(Entries from a point annotation set)
-- Start --

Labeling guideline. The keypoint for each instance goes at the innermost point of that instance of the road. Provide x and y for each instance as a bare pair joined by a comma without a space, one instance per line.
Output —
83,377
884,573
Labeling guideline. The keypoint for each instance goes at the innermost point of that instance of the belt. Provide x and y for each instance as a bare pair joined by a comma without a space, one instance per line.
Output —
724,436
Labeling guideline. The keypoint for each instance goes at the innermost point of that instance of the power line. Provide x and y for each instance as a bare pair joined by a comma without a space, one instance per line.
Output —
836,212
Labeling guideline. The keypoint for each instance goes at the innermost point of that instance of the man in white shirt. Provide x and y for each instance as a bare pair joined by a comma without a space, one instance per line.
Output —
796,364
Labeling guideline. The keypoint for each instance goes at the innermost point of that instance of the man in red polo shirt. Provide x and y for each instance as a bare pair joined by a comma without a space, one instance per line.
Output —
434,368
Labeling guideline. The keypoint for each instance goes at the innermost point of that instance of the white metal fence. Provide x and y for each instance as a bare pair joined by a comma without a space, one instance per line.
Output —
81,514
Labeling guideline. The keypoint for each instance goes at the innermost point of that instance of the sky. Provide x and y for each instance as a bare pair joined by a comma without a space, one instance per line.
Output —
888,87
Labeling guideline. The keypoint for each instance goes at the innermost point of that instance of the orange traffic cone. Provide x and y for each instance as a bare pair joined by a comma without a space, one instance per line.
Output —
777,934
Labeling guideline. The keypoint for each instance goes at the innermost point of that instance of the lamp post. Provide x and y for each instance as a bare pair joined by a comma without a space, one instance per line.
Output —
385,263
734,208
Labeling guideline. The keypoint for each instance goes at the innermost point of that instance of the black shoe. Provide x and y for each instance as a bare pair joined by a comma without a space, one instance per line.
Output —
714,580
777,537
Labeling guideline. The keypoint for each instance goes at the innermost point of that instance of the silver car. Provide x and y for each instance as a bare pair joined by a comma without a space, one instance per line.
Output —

-- End --

The exercise: Rescale the items starting with the line that contains "of the sky." and going on through the end of the items. Give those lines again, requests included, with every x and y coordinate in the answers multiplied by 1.45 and rounded to a whole number, halves rounded up.

Solved problem:
Labeling guideline. The keypoint for each instance goes at the innermost point of that instance of the sky. Provide x and y for each instance as a bare pair joined by a comma without a space, one instance per line.
Output —
1288,126
Labeling guideline. The keypoint for each instance goes at the innermost point of that instance of the orange traffic cone. Provide x and y for each instance as a bare pair joined by a comma without a space, one instance per line.
Output —
1127,1354
Labeling guideline. The keypoint for each instance goes at the innermost point of that instance of the lamp post. Provide x and y for each instance as a bare pair joined by a comma without a space, one instance per line.
Output —
558,381
1064,302
Labeling guideline. The keypoint for each instance goes at the innermost point of that instance of the black shoe. Provide x and y for each instance as a bare pair joined by a comma without a space, one instance per line.
Output —
1035,841
1127,779
Labeling guideline. The keypoint for each instance goes at the innermost point of that instance of the silver car. Provide x and y for each instance as a bare pair joined by a comma without a space, one instance per line.
Output —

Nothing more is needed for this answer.